> Work order
Answer these three questions using the vapor intrusion text below:
1. What does the text say industrial renovation projects often expose from the past uses of a building or site?
2. How can a building or site where chemicals were never used still end up contaminated?
3. In what city is Andersen Environmental based?

(Document text)

Avoiding Vapor Intrusion

The industrial market is doing well, and adaptive reuse of industrial properties is thriving, but acquiring an industrial property can be a very complicated transaction. Environmental remediation and monitoring have become integral to industrial renovation projects, which frequently involve exposing metals and solvents remaining from the past uses of the building or site. Not all chemicals require remediation, but if the soil or groundwater is damaging to the environment or human health or lowers the property’s monetary value, then remediation is required, especially as U.S. regulations to protect soil and water resources and LEED compliance regulations are constantly being tightened.

What industrial property owners may not realize, however, is that even if chemicals have never been used in a particular building or site, it can still be contaminated from another building due to vapor intrusion. For a number of reasons, vapor intrusion is both less obvious and perhaps a more insidious form of contamination. That’s why environmental engineering firms like Los Angeles-based Andersen Environmental are playing ever larger roles in industrial building projects by analyzing a site’s past uses as well as its uses by current tenants to determine whether there are environmental conditions that could be a liability for the owner.

(End Document text)
(Source material)

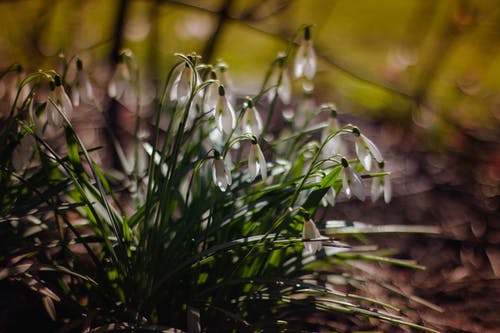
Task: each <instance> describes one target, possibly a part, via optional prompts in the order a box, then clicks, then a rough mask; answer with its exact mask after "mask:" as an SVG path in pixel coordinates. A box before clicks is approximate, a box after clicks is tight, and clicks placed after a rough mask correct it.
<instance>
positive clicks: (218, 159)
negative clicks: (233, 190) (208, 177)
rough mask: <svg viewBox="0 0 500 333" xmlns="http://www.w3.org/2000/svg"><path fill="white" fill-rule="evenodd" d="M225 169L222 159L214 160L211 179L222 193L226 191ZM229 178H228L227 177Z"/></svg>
mask: <svg viewBox="0 0 500 333" xmlns="http://www.w3.org/2000/svg"><path fill="white" fill-rule="evenodd" d="M227 175H228V173H226V167H225V165H224V160H223V159H215V160H214V162H213V169H212V177H213V180H214V182H215V184H216V185H217V186H218V187H219V188H220V189H221V191H222V192H224V191H226V188H227V185H228V184H229V183H228V178H227ZM229 177H230V176H229Z"/></svg>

(End Source material)

> Reply to the exercise
1. Metals and solvents.
2. Through vapor intrusion from another building.
3. Los Angeles.